## Task goal
The lines from the start of the records through the one containing "Segment every instance of the wooden" are to be transcribed exactly, and nothing else.

## Provided records
§ §

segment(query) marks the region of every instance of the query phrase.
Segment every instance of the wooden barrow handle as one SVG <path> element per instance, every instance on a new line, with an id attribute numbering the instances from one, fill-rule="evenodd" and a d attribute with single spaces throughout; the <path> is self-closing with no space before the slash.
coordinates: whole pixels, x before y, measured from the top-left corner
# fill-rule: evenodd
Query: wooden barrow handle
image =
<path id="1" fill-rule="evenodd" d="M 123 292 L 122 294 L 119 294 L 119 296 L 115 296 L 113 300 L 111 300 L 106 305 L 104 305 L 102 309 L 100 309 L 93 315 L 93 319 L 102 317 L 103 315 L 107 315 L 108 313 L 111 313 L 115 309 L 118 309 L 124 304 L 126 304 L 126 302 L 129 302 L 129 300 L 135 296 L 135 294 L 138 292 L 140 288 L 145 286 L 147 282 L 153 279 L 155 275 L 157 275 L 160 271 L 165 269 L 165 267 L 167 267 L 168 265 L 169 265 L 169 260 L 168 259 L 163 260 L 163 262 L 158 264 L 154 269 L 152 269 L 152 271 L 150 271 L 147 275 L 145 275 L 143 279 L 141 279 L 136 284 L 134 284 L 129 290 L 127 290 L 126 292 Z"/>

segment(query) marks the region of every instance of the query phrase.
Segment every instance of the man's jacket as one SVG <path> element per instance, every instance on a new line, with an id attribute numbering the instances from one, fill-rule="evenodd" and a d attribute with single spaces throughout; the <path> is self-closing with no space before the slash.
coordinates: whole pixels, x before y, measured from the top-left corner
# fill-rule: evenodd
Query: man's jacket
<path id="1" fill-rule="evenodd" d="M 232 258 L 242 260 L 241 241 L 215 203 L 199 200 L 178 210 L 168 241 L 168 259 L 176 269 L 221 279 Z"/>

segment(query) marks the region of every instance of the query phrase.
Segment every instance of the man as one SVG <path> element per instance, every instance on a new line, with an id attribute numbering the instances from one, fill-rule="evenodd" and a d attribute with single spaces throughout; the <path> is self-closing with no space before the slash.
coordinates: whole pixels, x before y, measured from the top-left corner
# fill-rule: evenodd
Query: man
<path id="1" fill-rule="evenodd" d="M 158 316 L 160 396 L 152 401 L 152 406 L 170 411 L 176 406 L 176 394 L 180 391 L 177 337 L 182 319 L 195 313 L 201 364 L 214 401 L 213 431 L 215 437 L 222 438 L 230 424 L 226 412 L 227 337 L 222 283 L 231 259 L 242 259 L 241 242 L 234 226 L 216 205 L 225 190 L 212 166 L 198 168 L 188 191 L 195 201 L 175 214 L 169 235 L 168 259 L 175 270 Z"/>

§ §

## Completed exercise
segment(query) marks the region of every instance of the query phrase.
Segment every instance of the wooden barrow handle as one SVG <path> element per instance, every instance on a new line, with an id attribute numbering the instances from one, fill-rule="evenodd" and a d attribute with single spaces throughout; the <path> is self-closing with no space before the slash.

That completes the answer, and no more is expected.